[Reading passage]
I think I'll stick a p7 on it


----------



## snarfer (Aug 12, 2009)

I din't think about the PWM frequency problem. Maybe you could try using a very slow PWM. I mean not using the built in PWM generator, but just a timer interrupt that increments a counter. I know when you have just one of the units running it will be pretty quiet, but once you get a whole bunch of them in one room, well the noise of the fans might start to get annoying.

Also, are you generating your constant current for the LEDs with some sort of buck converters? There are some Arduino projects out there on the web that did some things that are pretty much MOSFET destruction machines.


----------



## marco1988 (Aug 12, 2009)

snarfer said:


> I din't think about the PWM frequency problem. Maybe you could try using a very slow PWM. I mean not using the built in PWM generator, but just a timer interrupt that increments a counter. I know when you have just one of the units running it will be pretty quiet, but once you get a whole bunch of them in one room, well the noise of the fans might start to get annoying.
> 
> Also, are you generating your constant current for the LEDs with some sort of buck converters? There are some Arduino projects out there on the web that did some things that are pretty much MOSFET destruction machines.


please tell me more about these projects..

now i'm using lm317 to limit the current, and a small circuit that generates analog 450hz pwm, and this setup works flawlessly (but it's not so energy-efficient)

With arduino I think it would be ok to use an irf530 and lm317 as current limiter.. (or it's not ok?)

thank you very much.


----------



## marco1988 (Aug 24, 2009)

UPDATE:

beamshot with W, B, G @1A and R @ 700mA

astonishing!











color rendering is VERY VERY GOOD. (even better if I shut down Blues - not in these pics).











but.. heat dissipation is not sufficient, even with the fan at full speed. (it's a disaster!!!)

(Items stored from a collection)

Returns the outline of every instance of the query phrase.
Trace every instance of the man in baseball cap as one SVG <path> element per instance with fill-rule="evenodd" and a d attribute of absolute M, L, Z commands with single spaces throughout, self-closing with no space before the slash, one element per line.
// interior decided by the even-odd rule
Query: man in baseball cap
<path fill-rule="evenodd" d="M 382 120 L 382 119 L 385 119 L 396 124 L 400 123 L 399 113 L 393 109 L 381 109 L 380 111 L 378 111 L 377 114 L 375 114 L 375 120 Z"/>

[Task directions]
Copy the LED forum thread word for word, between "please tell me" and "(Aug 24, 2009)", inclusive. You won't need the records here.

[Reply]
please tell me more about these projects..

now i'm using lm317 to limit the current, and a small circuit that generates analog 450hz pwm, and this setup works flawlessly (but it's not so energy-efficient)

With arduino I think it would be ok to use an irf530 and lm317 as current limiter.. (or it's not ok?)

thank you very much.


----------



## marco1988 (Aug 24, 2009)